■ Information provided ■
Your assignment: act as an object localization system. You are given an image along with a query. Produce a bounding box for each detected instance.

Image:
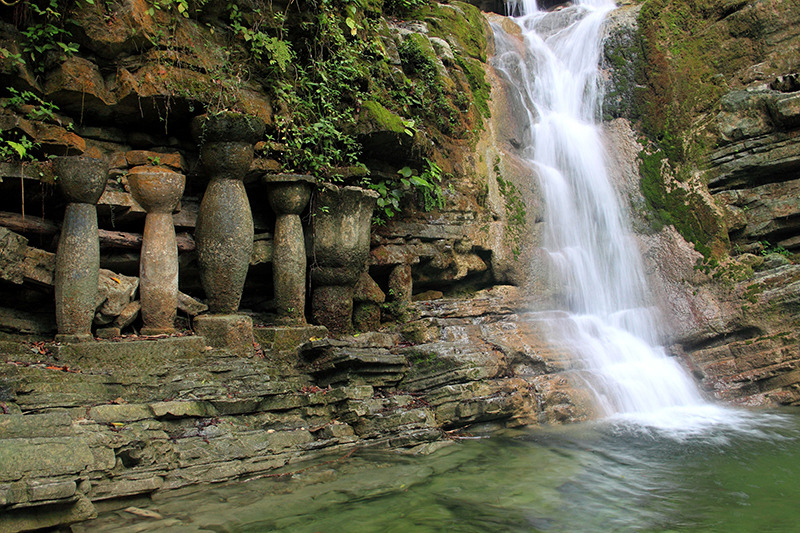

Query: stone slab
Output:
[0,412,72,439]
[53,335,207,373]
[253,325,328,351]
[0,498,97,533]
[194,315,255,357]
[89,404,153,424]
[0,437,94,481]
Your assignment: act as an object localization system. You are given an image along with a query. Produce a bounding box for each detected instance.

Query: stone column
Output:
[192,113,265,314]
[53,156,108,342]
[192,112,265,356]
[264,174,315,325]
[311,185,378,333]
[128,167,186,335]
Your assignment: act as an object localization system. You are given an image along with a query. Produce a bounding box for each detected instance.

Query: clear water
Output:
[493,0,712,425]
[81,411,800,533]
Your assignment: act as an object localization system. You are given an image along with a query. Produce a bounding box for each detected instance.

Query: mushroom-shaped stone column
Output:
[53,156,108,342]
[264,174,315,324]
[128,167,186,335]
[192,113,265,314]
[311,185,378,333]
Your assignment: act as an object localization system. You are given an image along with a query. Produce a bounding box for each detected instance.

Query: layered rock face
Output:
[606,1,800,405]
[0,1,591,531]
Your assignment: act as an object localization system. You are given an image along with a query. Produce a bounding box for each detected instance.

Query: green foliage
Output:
[20,0,78,74]
[369,159,445,225]
[759,241,792,259]
[0,87,67,161]
[147,0,193,18]
[392,34,465,136]
[0,130,38,161]
[0,46,25,67]
[639,150,728,258]
[383,0,429,16]
[228,3,295,74]
[494,157,528,260]
[5,87,58,122]
[265,0,370,176]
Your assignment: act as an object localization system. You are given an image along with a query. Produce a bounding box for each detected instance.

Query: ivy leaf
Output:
[344,17,358,35]
[6,141,28,159]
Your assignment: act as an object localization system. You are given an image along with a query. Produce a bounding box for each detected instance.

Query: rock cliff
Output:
[605,0,800,405]
[0,0,800,531]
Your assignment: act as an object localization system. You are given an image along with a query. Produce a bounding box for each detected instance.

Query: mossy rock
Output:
[425,2,487,63]
[639,151,730,258]
[356,100,406,135]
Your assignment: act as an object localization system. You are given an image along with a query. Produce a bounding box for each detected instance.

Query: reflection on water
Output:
[77,411,800,533]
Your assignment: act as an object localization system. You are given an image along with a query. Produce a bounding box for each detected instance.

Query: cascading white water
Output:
[493,0,713,425]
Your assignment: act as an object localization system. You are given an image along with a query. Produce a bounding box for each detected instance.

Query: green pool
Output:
[76,410,800,533]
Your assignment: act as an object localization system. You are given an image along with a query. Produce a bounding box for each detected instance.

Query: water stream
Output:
[73,0,800,533]
[78,411,800,533]
[493,0,724,425]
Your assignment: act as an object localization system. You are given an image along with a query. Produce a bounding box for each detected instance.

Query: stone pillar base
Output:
[139,327,176,335]
[55,333,94,344]
[194,315,254,357]
[253,325,328,352]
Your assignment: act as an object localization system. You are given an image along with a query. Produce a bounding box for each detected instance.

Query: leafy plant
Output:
[494,157,527,260]
[0,130,37,161]
[369,159,445,225]
[5,87,58,122]
[383,0,429,15]
[20,0,81,74]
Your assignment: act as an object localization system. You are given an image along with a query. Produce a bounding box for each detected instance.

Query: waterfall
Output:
[493,0,717,425]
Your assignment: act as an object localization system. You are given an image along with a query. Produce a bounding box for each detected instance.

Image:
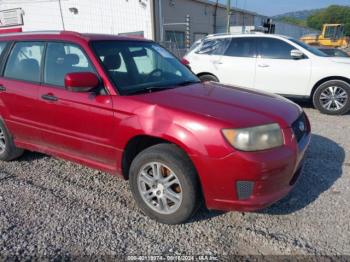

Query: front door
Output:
[38,42,116,168]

■ Task instructions ■
Report each line of the records above that contains the word "rock", copying every such line in full. Matches must have the same uppercase and lowercase letters.

■ Reply to the exercise ■
Query: layered rock face
Query: rock cliff
Query: mossy rock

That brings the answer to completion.